--- Source passage ---
⁂
A switching self-exciting jump diffusion process for stock prices

Abstract

This study proposes a new Markov switching process with clustering effects. In this approach, a hidden Markov chain with a finite number of states modulates the parameters of a self-excited jump process combined to a geometric Brownian motion. Each regime corresponds to a particular economic cycle determining the expected return, the diffusion coefficient and the long-run frequency of clustered jumps. We study first the theoretical properties of this process and we propose a sequential Monte-Carlo method to filter the hidden state variables. We next develop a Markov Chain Monte-Carlo procedure to fit the model to the S&P 500. We find that self-exciting jumps occur mainly during economic recession and nearly disappear in periods of economic growth. Finally, we analyse the impact of such a jump clustering on implied volatilities of European options.

Appendices

Appendix A: Proofs

Proof of proposition 2.1

As \(\mathcal {F}_{0}\subset \mathcal {F}_{0}\vee \mathcal {G}_{t}\), the expectation of \(\lambda _{t}\) is nested as follows:

$$\begin{aligned} \mathbb {E}(\lambda _{t}|\mathcal {F}_{0})= & {} \mathbb {E}\left( \mathbb {E}\left( \lambda _{t}|\mathcal {F}_{0} \vee \mathcal {G}_{t}\right) |\mathcal {F}_{0}\right) \end{aligned}$$

and if we remember the expression (9) for the intensity, we infer that

$$\begin{aligned} \mathbb {E}\left( \lambda _{t}|\mathcal {F}_{0}\vee \mathcal {G}_{t}\right)= & {} \lambda _{0}-\alpha \int _{0}^{t}e^{\alpha (s-t)}\left( \lambda _{0} -\theta _{s}\right) ds+\mathbb {E}\left( \int _{0}^{t}\eta e^{\alpha (s-t)}dL_{s}|\mathcal {F}_{0}\vee \mathcal {G}_{t}\right) . \end{aligned}$$

Let us denote by \(\chi (t,l)\), the random measure of \(L_{t}|\mathcal {F}_{0}\vee \mathcal {G}_{t}\). \(\chi (t,l)\) is such that \(L_{t}|\mathcal {F}_{0}\vee \mathcal {G}_{t}=\int _{0}^{t}\int _{0}^{\infty }\chi (ds,dl)\) and \(d\left( L_{t}|\mathcal {F}_{0}\vee \mathcal {G}_{t}\right) =\int _{0}^{\infty }\chi (ds,dl)\). Given that the integrand \(\eta e^{\alpha (s-t)}\) is time integrable on \(\mathbb {R}^{+}\), independent from the random measure \(\chi \), we infer that

$$\begin{aligned} \mathbb {E}\left( \int _{0}^{t}\eta e^{\alpha (s-t)}dL_{s}|\mathcal {F}_{0} \vee \mathcal {G}_{t}\right)= & {} \int _{0}^{t}\int _{0}^{\infty }\eta e^{\alpha (s-t)} \chi (ds,dl)\\= & {} \int _{0}^{t}\eta e^{\alpha (s-t)}\int _{0}^{\infty }\chi (ds,dl)\\= & {} \int _{0}^{t}\eta e^{\alpha (s-t)}\mathbb {E}\left( dL_{s}|\mathcal {F}_{0}\vee \mathcal {G}_{t}\right) . \end{aligned}$$

According to the Itô’s lemma for semi-martingale and by construction of \(L_{s}\), \(L_{s}\) is solution of the following SDE:

$$\begin{aligned} dL_{s}&=\int _{0}^{\infty }(L_{s}+|z|-L_{s})\chi (ds,dl)=|J|dN_{s}. \end{aligned}$$

Given that the jump J is independent from \(N_{t}\), the expectation of \(dL_{s}\) with respect to \(\mathcal {F}_{0}\vee \mathcal {G}_{t}\) is then

$$\begin{aligned} \mathbb {E}\left( dL_{s}|\mathcal {F}_{0}\vee \mathcal {G}_{t}\right)&=\mathbb {E}\left( \left| J\right| \right) \times \mathbb {E}\left( dN_{s}\,|\, \mathcal {F}_{0}\vee \mathcal {G}_{s}\right) \end{aligned}$$

(33)
⁂
--- Directive A ---
Translate this sentence from the stock-price jump diffusion paper into Spanish: "We find that self-exciting jumps occur mainly during economic recession and nearly disappear in periods of economic growth."
--- Directive B ---
Answer these questions using the stock-price jump diffusion paper:
(i) What do the parameters modulated by the hidden Markov chain belong to?
(ii) What kind of method is proposed to filter the hidden state variables?
(iii) To which index is the model fitted?
--- Directive C ---
Write the next part of the proof in the stock-price jump diffusion paper, picking up from the last line shown.

--- Given records ---
⁂
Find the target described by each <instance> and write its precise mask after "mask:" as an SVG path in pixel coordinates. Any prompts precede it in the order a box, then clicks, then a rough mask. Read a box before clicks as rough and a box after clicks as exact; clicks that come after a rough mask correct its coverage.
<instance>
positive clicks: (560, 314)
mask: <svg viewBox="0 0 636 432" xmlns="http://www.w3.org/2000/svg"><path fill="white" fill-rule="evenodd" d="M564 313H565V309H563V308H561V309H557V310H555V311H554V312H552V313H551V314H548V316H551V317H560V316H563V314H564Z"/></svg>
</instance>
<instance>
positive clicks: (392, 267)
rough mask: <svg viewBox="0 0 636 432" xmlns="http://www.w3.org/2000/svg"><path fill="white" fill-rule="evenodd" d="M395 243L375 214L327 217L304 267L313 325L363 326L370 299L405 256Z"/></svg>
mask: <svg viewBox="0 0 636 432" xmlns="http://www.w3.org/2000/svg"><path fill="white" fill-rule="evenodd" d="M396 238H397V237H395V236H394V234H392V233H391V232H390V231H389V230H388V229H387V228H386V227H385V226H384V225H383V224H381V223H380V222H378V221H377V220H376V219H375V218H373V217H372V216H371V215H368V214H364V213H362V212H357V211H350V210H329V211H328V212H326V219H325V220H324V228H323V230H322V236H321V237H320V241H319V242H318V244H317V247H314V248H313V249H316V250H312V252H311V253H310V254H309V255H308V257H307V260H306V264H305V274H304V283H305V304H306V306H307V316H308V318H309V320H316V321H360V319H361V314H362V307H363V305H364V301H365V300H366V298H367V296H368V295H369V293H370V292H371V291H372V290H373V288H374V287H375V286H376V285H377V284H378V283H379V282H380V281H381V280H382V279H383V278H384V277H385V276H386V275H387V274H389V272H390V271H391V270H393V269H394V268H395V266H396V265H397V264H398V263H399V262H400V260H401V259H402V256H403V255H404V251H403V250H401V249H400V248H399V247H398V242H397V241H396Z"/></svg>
⁂
--- Answer box A ---
Encontramos que los saltos autoexcitados ocurren principalmente durante la recesión económica y casi desaparecen en los periodos de crecimiento económico.

--- Answer box B ---
(i) A self-excited jump process combined with a geometric Brownian motion.
(ii) A sequential Monte-Carlo method.
(iii) The S&P 500.

--- Answer box C ---
for \(s\le t\). Furthermore, conditionally to the filtration of \(\lambda _{t}\) denoted \(\left( \mathcal {L}_{t}\right) _{t\ge 0}\), \(\left( N_{t}\right) _{t\ge 0}\) is a Poisson random variable of intensity and expectation equal to \(\int _{0}^{t-}\lambda _{u}du\). Using nested expectations allows us to infer that

$$\begin{aligned} \mathbb {E}\left( dN_{s}\,|\,\mathcal {F}_{0}\vee \mathcal {G}_{s}\right) \,= & {} \mathbb {E}\left( \mathbb {E}\left( dN_{s}\,|\,\mathcal {F}_{0} \vee \mathcal {G}_{s}\vee \mathcal {L}_{s}\right) \,|\,\mathcal {F}_{0} \vee \mathcal {G}_{s}\right) \nonumber \\= & {} \mathbb {E}\left( \lambda _{s-}\,|\,\mathcal {F}_{0}\vee \mathcal {G}_{s}\right) . \end{aligned}$$

(34)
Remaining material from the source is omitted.